# start of SOURCE PASSAGE

CHUCK COSTA, EPA: I don't think anybody expected to see as quick a result as we had with the oleofilic fertilizer, the surface action that we saw. I mean, it's interesting, the country just hasn't done that much with oil spills. We've been working hard at using biodegradation or looking into bio-remediation of hazardous waste sites, for example, but with oil, there hasn't been much work. And maybe this is going to be the kickoff to really spur it on for future oil spills.
MR. HOCHBERG: Faced with oily beaches and a public relations nightmare, Exxon has been hustling television reporters to Green Island, a beach that's been treated with the fertilizer for a month now and looks somewhat better. But even on this beach, which Exxon considers a success story, you rub your finger across some of these rocks and it comes up oily.

# end of SOURCE PASSAGE
# start of DATA EXCERPT

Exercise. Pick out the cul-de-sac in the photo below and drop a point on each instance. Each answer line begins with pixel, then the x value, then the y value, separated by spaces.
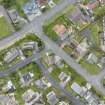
pixel 52 52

# end of DATA EXCERPT

◆ WRITTEN INSTRUCTION A
Name every person, organization, and place that appears by name in the oil spill transcript, each only once.
◆ WRITTEN INSTRUCTION B
According to the oil spill transcript, how long has Green Island been treated with the fertilizer?
◆ WRITTEN INSTRUCTION C
Print the passage of the oil spill transcript that starts at the words "CHUCK COSTA, EPA: I" and ends after "comes up oily.".

◆ CORRECT ANSWER A
Chuck Costa, EPA, Mr. Hochberg, Exxon, Green Island

◆ CORRECT ANSWER B
For about a month.

◆ CORRECT ANSWER C
CHUCK COSTA, EPA: I don't think anybody expected to see as quick a result as we had with the oleofilic fertilizer, the surface action that we saw. I mean, it's interesting, the country just hasn't done that much with oil spills. We've been working hard at using biodegradation or looking into bio-remediation of hazardous waste sites, for example, but with oil, there hasn't been much work. And maybe this is going to be the kickoff to really spur it on for future oil spills.
MR. HOCHBERG: Faced with oily beaches and a public relations nightmare, Exxon has been hustling television reporters to Green Island, a beach that's been treated with the fertilizer for a month now and looks somewhat better. But even on this beach, which Exxon considers a success story, you rub your finger across some of these rocks and it comes up oily.